(Page)

However, despite these potential benefits, motion-capable beds have not achieved wide commercial adoption. One challenge is that a sleeping user is often highly sensitive to abrupt changes in movement. Any sudden perturbation, interruption, or inconsistency in the motion cycle whether due to mechanical irregularities, uneven loading, or drivetrain transitions can be readily perceived by the user and may disrupt the sleep cycle or awaken the user. The difficulty of providing smooth, continuous, repeatable motion without noticeable perturbations has therefore hindered acceptance of motion enabled sleep systems.

Another significant barrier to adoption relates to safety. A bed that includes moving components such as powered actuators, rotating shafts, and articulated linkages introduces potential pinch, crush, and entrapment hazards, particularly in environments where pets, children, or clutter may be present. Motion beds designed for residential use must therefore incorporate robust safety mechanisms that prevent accidental contact with moving machinery and automatically halt motion if an obstruction or unsafe condition is detected. Conventional systems often fail to address these concerns adequately, creating a need for motion bed assemblies that both deliver smooth, continuous motion and incorporate comprehensive safety systems suitable for everyday home environments.

(Record set)
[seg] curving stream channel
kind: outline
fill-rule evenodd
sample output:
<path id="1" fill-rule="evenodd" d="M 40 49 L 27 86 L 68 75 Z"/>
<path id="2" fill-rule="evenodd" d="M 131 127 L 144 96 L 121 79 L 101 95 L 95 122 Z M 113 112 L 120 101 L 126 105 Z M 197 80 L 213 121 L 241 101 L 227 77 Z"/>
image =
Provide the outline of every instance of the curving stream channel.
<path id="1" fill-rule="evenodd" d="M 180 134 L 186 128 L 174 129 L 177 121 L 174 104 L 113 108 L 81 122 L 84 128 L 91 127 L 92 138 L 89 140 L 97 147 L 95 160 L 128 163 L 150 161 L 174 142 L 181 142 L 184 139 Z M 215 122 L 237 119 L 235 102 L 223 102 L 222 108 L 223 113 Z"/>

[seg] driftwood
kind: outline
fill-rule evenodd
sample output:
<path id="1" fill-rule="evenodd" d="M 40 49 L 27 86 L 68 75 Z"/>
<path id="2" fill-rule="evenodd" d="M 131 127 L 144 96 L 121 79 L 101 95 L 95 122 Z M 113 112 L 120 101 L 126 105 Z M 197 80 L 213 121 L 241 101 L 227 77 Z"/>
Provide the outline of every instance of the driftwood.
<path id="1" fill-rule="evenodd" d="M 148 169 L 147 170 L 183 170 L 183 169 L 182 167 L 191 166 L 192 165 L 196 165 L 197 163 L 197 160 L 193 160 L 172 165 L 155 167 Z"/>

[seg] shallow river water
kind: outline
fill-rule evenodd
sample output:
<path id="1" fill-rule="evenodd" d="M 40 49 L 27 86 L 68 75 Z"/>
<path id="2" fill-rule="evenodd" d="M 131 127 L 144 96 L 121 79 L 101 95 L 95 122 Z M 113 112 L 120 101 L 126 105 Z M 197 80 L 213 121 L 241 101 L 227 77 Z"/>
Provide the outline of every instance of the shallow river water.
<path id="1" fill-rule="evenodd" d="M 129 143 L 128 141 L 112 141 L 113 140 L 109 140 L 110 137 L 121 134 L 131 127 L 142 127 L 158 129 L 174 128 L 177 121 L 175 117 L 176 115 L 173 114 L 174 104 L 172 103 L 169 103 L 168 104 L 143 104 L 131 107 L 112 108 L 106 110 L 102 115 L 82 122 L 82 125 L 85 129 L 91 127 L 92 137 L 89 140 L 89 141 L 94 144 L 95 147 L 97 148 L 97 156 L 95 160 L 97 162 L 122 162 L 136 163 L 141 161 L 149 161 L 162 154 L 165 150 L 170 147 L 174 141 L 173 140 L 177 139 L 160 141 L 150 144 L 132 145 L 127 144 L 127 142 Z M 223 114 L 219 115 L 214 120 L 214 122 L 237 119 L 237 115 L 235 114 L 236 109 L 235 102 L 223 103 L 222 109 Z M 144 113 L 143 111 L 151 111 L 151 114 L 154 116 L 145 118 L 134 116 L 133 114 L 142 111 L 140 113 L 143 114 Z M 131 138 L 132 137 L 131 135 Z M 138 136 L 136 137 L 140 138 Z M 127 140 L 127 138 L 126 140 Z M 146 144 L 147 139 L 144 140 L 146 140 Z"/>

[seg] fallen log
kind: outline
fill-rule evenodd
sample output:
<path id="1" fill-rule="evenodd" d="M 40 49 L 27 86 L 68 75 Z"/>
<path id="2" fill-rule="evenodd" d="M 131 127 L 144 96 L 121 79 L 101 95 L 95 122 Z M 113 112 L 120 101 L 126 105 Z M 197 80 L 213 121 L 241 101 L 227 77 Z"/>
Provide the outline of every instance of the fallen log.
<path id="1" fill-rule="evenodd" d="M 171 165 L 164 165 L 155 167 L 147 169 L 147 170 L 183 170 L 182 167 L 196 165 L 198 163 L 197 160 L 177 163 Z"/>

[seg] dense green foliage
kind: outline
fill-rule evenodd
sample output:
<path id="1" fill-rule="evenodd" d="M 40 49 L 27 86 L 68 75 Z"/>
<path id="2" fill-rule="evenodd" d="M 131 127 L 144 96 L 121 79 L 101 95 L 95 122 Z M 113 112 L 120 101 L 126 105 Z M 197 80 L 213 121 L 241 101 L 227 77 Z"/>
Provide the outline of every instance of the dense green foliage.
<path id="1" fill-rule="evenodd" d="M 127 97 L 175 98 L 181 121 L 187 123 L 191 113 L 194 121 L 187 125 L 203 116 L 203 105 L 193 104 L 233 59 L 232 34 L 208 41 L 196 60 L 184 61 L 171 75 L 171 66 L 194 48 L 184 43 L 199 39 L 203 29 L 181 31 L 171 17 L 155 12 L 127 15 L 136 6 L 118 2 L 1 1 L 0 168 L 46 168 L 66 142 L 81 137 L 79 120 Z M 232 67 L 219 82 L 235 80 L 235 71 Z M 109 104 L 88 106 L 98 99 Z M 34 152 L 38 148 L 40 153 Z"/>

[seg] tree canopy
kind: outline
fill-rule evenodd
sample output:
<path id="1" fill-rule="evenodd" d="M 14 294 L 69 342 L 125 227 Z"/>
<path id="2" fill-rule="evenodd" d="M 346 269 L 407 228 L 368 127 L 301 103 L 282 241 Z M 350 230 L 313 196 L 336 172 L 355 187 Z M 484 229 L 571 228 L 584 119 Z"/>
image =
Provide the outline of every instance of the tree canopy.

(Required actions)
1. Reproduce the motion bed passage starting at "However, despite these" and ending at "enabled sleep systems.", switching "user" to "sleeper" throughout that span.
2. List every moving component that the motion bed passage names as an example.

(Answers given)
1.
However, despite these potential benefits, motion-capable beds have not achieved wide commercial adoption. One challenge is that a sleeping sleeper is often highly sensitive to abrupt changes in movement. Any sudden perturbation, interruption, or inconsistency in the motion cycle whether due to mechanical irregularities, uneven loading, or drivetrain transitions can be readily perceived by the sleeper and may disrupt the sleep cycle or awaken the sleeper. The difficulty of providing smooth, continuous, repeatable motion without noticeable perturbations has therefore hindered acceptance of motion enabled sleep systems.

2. Powered actuators, rotating shafts, and articulated linkages.